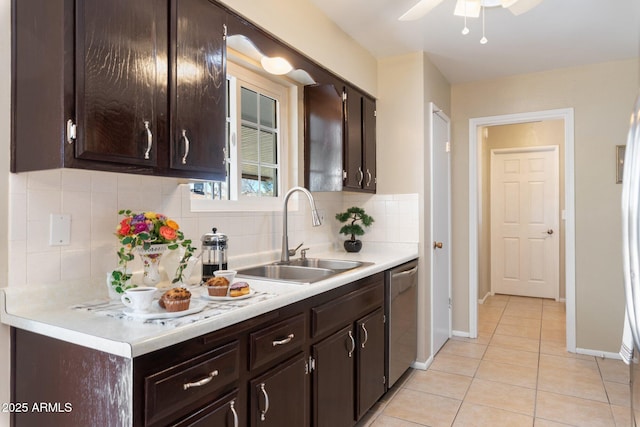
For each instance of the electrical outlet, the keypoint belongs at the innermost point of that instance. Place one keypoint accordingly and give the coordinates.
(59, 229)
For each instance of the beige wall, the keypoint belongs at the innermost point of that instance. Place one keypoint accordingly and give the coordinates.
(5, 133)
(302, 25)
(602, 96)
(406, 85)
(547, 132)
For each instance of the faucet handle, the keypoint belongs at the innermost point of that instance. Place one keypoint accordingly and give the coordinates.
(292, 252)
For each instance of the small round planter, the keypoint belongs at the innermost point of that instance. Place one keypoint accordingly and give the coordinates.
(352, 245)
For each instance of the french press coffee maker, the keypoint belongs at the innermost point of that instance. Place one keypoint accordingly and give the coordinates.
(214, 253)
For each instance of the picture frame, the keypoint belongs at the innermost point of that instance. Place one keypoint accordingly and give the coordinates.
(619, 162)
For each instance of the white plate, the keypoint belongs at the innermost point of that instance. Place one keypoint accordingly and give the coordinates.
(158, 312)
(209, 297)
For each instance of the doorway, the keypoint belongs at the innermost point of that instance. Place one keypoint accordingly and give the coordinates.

────────────────────

### [TASK OBJECTIVE]
Put into a numbered list the lines beginning with the one that contains "For each instance of the french" and continuing to the end of the records, including both ends and leaving out any blank lines.

### [ANSWER TO THE TASK]
1. For each instance of the french press coffee maker, the keypoint belongs at the innermost point of that instance. Place one keypoint accordingly and give the coordinates.
2. (214, 253)
3. For each instance of the picture frame, the keypoint belongs at the innermost point of that instance. Place one keypoint accordingly and give the coordinates.
4. (619, 162)
5. For each instance of the white plate, the keypoint belongs at the innermost point of that instance. Place one keypoint accordingly and give the coordinates.
6. (158, 312)
7. (209, 297)
8. For each instance of the doorway, the keypoint belongs at the innermost point of that instance. Place one keypoint accordingly and give the coordinates.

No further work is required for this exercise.